#### [Task to carry out]
In full and without alteration, print the entries.

#### [Dataset entries]
⟨

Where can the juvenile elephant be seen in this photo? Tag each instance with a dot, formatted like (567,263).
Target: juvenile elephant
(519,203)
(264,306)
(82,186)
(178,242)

⟩

#### [Reply to the exercise]
Where can the juvenile elephant be seen in this photo? Tag each instance with a dot, formatted like (567,263).
Target: juvenile elephant
(519,203)
(264,306)
(82,186)
(178,242)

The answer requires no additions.